━━ DOCUMENT PASSAGE ━━

Puppeteer is a tool by Google which allows you to control Chrome or Chromium browsers. It works over DevTools Protocol, which I will describe later. Puppeteer allows you to automate your functional tests. In this regards, it is very similar to Selenium but it offers many more features in terms of control, debugging, and information within the browser. Over the DevTools Protocol, you have programmatically access to all features available in DevTools (the tool that is shown in Chrome when you hit F12). You can check Puppeteer API documentation or check advanced Puppeteer examples such as JS and CSS code coverage, site crawler, Google search features checker.

Lighthouse

Lighthouse is again tool by Google which is designed to analyze web apps and pages, making a detailed report about performance, SEO, accessibility, and best practices. The tool can be used inside Chrome’s DevTools, standalone from CLI (command line interface), or programmatically from Puppeteer project. Google had developed user-centric performance metrics which Lighthouse uses. Here is a Lighthouse report example run on my blog.

PerformanceTimings API

W3C have Navigation Timing recommendation which is supported by major browsers. The interesting part is the PerformanceTiming interface, where various timings are exposed.

DevTools Protocol

DevTools Protocol comes by Google and is a way to communicate programmatically with DevTools within Chrome and Chromium, hence you can instrument, inspect, debug, and profile those browsers.

Examples

Now comes the fun part. I have prepared several examples. All the code is in GitHub sample-performance-testing-in-browser repository.

  • Puppeteer and Lighthouse – Puppeteer is used to login and then Lighthouse checks pages for logged in user.
  • Puppeteer and PerformanceTiming API – Puppeteer navigates the site and gathers PerformanceTiming metrics from the browser.
  • Lighthouse and PerformanceTiming API – comparison between both metrics in Lighthouse and NavigationTiming.
  • Puppeteer and DevTools Protocol – simulate low bandwidth network conditions with DevTools Protocol.

Before proceeding with the examples I will outline helper functions used to gather metrics. In the examples, I use Node.js 8 which supports async/await functionality. With it, you can use an asynchronous code in a synchronous manner.

━━━

■ **GOAL**: Print the performance-testing passage from "W3C have Navigation" up to and including "from the browser.", with the wording unchanged.

━━ MATERIAL SHOWN ━━

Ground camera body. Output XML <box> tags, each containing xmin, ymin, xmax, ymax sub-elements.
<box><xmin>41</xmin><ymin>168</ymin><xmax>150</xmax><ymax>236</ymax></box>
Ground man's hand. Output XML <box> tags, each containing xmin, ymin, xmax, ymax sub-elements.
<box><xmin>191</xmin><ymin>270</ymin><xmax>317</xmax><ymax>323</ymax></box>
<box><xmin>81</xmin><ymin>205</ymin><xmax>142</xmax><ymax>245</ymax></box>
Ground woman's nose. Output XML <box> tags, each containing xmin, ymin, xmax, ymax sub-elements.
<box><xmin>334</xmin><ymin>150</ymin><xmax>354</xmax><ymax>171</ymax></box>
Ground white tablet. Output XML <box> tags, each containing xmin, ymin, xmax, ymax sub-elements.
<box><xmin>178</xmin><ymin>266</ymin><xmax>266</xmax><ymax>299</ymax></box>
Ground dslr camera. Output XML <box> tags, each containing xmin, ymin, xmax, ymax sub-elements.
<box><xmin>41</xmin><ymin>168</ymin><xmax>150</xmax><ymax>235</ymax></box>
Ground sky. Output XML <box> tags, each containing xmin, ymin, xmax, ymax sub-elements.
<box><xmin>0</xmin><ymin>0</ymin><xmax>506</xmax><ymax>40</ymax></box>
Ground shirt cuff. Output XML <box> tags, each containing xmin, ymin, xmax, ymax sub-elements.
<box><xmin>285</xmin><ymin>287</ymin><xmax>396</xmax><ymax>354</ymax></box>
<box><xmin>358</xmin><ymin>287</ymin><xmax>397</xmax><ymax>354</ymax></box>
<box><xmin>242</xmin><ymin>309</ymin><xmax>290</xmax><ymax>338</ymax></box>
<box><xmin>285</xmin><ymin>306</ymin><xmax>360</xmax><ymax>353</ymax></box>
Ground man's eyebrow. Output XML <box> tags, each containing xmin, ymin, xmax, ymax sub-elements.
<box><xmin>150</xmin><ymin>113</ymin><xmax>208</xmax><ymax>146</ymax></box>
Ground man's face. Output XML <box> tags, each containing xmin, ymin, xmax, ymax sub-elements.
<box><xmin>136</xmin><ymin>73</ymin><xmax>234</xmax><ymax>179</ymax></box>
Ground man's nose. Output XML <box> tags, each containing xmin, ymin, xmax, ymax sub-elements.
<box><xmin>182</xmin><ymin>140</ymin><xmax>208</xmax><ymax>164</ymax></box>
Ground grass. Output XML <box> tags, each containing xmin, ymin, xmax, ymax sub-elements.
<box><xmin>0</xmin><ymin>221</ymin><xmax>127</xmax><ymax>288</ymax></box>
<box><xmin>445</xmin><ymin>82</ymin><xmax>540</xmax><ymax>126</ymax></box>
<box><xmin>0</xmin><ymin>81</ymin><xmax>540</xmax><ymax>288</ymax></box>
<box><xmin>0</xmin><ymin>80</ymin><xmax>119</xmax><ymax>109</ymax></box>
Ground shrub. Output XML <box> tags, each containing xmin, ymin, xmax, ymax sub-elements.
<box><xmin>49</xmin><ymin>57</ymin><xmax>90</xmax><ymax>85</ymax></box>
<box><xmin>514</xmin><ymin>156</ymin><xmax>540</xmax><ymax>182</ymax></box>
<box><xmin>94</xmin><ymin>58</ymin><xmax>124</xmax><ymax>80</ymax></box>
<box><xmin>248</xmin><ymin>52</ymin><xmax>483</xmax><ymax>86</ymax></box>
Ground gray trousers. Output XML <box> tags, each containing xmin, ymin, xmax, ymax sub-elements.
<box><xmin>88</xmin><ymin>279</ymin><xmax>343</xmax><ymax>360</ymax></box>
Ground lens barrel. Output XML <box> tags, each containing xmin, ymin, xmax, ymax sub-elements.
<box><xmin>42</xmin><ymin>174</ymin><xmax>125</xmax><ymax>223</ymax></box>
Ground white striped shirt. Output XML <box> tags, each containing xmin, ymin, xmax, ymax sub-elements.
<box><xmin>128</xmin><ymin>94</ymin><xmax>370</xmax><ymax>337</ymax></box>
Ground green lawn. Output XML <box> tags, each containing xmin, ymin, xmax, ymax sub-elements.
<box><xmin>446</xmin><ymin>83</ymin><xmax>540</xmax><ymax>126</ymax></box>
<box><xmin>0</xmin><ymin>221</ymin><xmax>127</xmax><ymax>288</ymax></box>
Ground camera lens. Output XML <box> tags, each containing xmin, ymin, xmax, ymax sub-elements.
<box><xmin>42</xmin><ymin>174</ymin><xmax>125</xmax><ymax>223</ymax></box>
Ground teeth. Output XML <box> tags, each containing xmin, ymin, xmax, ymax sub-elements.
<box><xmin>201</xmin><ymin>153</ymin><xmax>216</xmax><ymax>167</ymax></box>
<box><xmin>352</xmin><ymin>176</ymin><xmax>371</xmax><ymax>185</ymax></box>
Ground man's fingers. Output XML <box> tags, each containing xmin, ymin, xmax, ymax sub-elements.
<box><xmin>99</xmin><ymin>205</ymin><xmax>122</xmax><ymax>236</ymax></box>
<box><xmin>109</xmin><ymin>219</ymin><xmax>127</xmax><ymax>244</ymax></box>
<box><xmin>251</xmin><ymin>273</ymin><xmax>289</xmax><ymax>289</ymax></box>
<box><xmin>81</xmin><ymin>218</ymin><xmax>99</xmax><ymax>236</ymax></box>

━━━

■ **RESULT**:
W3C have Navigation Timing recommendation which is supported by major browsers. The interesting part is the PerformanceTiming interface, where various timings are exposed.

DevTools Protocol

DevTools Protocol comes by Google and is a way to communicate programmatically with DevTools within Chrome and Chromium, hence you can instrument, inspect, debug, and profile those browsers.

Examples

Now comes the fun part. I have prepared several examples. All the code is in GitHub sample-performance-testing-in-browser repository.

  • Puppeteer and Lighthouse – Puppeteer is used to login and then Lighthouse checks pages for logged in user.
  • Puppeteer and PerformanceTiming API – Puppeteer navigates the site and gathers PerformanceTiming metrics from the browser.